◆ **Records supplied**
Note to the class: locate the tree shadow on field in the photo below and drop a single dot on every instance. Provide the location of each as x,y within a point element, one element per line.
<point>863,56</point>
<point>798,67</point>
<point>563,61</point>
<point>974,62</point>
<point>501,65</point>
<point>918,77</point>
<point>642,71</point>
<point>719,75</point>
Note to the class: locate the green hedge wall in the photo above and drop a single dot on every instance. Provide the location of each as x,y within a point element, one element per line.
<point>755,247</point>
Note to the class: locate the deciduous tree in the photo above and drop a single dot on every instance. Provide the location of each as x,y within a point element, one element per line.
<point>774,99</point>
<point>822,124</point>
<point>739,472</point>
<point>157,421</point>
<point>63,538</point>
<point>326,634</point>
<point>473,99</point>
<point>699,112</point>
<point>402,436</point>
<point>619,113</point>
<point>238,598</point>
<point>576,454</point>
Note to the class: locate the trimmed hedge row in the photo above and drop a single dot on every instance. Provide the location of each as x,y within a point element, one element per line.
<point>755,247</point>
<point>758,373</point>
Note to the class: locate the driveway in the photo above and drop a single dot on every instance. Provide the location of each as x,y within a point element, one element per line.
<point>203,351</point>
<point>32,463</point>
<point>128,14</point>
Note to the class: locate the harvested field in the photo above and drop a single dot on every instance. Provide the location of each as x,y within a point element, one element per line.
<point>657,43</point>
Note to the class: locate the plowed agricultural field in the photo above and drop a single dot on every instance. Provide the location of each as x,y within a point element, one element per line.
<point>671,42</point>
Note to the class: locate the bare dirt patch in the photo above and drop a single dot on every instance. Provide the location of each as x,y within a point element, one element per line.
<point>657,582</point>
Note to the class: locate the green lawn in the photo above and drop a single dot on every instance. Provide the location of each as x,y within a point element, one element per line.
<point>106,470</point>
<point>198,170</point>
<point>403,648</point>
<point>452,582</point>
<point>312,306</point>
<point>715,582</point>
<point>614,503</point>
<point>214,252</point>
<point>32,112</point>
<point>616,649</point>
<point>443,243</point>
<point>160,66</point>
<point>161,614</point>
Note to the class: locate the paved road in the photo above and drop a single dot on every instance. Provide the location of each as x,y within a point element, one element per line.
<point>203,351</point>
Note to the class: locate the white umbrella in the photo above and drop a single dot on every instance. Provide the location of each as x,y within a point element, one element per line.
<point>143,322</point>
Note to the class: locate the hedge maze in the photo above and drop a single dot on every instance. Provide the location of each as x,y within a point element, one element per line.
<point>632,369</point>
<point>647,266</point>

◆ **Problem to solve**
Rewrite the stretch from the line containing "Note to the class: locate the harvested" through the line containing "<point>657,582</point>", replacing "plowed" with "tilled" and leaving everything else as it is.

◆ **Final answer**
Note to the class: locate the harvested field in the photo above and drop a single dot on every instance. Provide the location of each as x,y within a point element, one element per line.
<point>657,43</point>
Note to the class: locate the tilled agricultural field in the photo above and drop a single dot on every instance. Provide the location of each as x,y within a point element, one element per line.
<point>671,42</point>
Note to the class: locate the bare dirt patch in the photo above and drop a single dot on every instance. Provide the location of each as x,y within a point element, one element per line.
<point>657,582</point>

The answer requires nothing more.